**Problem description**. Please return the lines below verbatim, beginning at the one that has "Expected behaviour: mark a point on the wavy" and stopping after the one that has "Expected behaviour: mark a point on the coat sleeve, one", and add no other lines.

Available records section start

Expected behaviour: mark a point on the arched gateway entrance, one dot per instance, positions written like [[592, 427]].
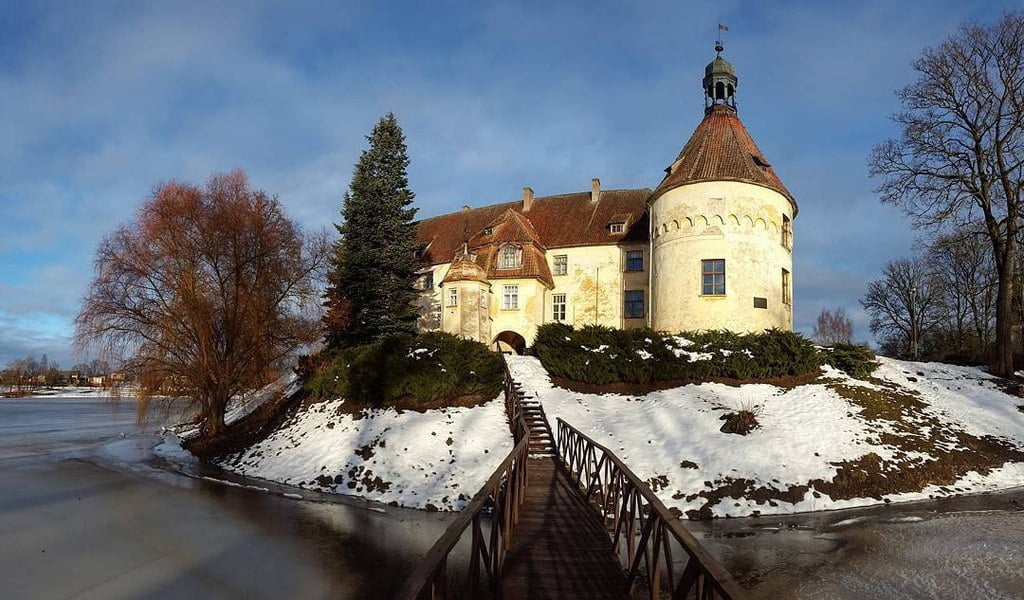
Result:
[[510, 342]]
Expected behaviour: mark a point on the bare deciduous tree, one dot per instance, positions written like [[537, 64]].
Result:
[[903, 304], [963, 269], [834, 328], [203, 293], [962, 148]]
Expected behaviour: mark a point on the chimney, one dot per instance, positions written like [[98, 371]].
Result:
[[527, 199]]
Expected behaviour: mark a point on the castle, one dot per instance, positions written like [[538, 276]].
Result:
[[710, 248]]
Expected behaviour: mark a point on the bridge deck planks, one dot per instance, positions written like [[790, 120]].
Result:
[[559, 548]]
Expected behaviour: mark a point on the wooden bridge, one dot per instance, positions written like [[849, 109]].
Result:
[[565, 519]]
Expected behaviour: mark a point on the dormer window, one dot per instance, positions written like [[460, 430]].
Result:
[[509, 256]]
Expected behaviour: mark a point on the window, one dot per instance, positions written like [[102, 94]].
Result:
[[634, 304], [558, 306], [509, 257], [713, 276], [634, 260], [561, 264], [510, 298]]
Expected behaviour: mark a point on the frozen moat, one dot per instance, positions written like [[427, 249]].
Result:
[[88, 511]]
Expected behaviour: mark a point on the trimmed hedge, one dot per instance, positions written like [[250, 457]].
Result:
[[857, 361], [597, 354], [429, 367]]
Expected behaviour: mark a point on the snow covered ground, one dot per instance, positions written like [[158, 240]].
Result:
[[433, 460], [672, 437]]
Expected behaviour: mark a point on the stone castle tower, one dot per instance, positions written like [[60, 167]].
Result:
[[710, 248], [721, 226]]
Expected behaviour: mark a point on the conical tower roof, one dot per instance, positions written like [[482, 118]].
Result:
[[721, 150]]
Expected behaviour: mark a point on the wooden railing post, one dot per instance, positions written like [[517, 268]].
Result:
[[642, 522]]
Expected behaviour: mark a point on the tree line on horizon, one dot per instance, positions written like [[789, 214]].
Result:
[[957, 171]]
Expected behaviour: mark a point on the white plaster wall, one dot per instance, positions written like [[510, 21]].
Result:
[[739, 222], [595, 285]]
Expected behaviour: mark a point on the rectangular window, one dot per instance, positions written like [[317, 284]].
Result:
[[634, 304], [509, 256], [510, 298], [558, 306], [713, 276], [561, 264], [634, 260]]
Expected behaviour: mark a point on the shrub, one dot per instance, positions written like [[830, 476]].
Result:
[[857, 361], [427, 368], [598, 355]]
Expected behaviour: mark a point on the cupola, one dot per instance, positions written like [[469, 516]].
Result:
[[719, 82]]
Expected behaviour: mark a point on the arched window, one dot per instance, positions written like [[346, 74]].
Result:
[[509, 256]]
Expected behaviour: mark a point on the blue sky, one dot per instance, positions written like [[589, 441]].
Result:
[[101, 100]]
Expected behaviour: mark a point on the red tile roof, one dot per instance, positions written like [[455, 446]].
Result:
[[722, 150], [554, 221]]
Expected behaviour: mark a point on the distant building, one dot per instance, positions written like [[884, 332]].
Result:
[[710, 248]]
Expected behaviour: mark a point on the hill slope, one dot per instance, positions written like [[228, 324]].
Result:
[[913, 431]]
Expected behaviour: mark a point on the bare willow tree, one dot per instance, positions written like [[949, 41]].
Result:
[[903, 305], [961, 154], [834, 327], [203, 294]]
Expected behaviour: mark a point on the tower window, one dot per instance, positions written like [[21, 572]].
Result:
[[634, 304], [713, 276], [509, 257], [558, 306], [510, 298], [634, 260], [561, 264]]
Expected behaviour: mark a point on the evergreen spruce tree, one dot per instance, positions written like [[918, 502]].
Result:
[[371, 289]]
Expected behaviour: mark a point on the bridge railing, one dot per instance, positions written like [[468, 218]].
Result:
[[644, 532], [498, 502]]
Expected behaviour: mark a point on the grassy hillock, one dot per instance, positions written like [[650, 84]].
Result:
[[595, 354], [418, 372]]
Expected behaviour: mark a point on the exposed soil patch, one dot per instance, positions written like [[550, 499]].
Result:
[[639, 389], [741, 422], [904, 426], [728, 487], [249, 430], [409, 402]]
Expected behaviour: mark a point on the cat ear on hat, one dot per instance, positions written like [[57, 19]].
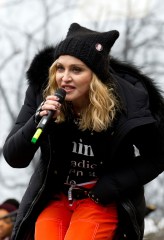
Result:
[[109, 38], [76, 28]]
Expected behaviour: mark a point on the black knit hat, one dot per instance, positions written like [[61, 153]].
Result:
[[90, 47]]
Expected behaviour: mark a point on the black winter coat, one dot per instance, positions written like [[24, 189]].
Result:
[[123, 176]]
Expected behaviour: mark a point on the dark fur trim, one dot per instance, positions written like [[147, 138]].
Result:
[[37, 74]]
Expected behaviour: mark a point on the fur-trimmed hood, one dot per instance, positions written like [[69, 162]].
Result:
[[38, 71]]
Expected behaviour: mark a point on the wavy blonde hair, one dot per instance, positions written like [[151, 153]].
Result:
[[101, 111]]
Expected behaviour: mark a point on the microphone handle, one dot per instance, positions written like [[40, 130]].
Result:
[[45, 119]]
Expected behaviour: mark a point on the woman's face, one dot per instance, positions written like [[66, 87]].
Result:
[[74, 77]]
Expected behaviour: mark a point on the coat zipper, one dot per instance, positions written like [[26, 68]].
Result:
[[130, 209], [37, 196]]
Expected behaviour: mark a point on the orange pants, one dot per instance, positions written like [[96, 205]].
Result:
[[84, 220]]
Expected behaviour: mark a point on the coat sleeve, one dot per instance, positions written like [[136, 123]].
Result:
[[18, 149], [142, 169]]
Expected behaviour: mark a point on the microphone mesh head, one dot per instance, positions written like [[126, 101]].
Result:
[[60, 93]]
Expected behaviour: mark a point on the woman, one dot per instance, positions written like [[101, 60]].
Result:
[[97, 152]]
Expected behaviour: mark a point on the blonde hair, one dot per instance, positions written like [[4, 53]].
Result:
[[101, 111]]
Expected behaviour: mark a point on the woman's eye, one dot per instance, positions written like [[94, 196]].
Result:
[[76, 69], [59, 68]]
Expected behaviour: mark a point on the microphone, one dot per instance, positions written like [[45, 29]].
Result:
[[60, 93]]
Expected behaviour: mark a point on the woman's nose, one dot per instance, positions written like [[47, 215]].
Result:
[[66, 76]]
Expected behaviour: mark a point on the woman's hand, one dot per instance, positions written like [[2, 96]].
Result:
[[51, 103]]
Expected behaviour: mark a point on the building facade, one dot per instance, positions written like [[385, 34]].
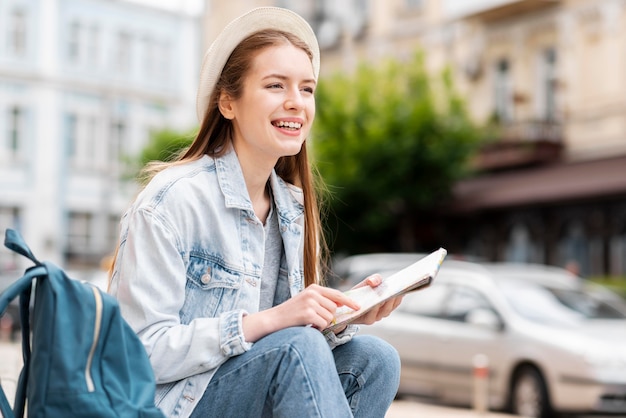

Available records section end

**Response to the task**.
Expected behaviour: mark a point on the wavy blonde hair, one dot per instance, positions written like [[151, 153]].
Result:
[[101, 111]]
Expected behaviour: mark a point on the microphone handle, one dot per instance, positions written like [[40, 130]].
Result:
[[45, 119]]
Expected behaviour: mark a point on the woman's face, one dot per instance, positions written like [[66, 87]].
Result:
[[74, 77]]
Expected behaviour: mark a point on the coat zipper, one dot per instance, positions written like [[26, 68]].
Result:
[[130, 209], [37, 196]]
Expected behaviour: mark a point on the orange pants, one dot per instance, positions written like [[96, 205]].
Result:
[[84, 220]]
Expected behaviour: mark a point on the coat sleeve, one dot per instance, positions written like [[136, 123]].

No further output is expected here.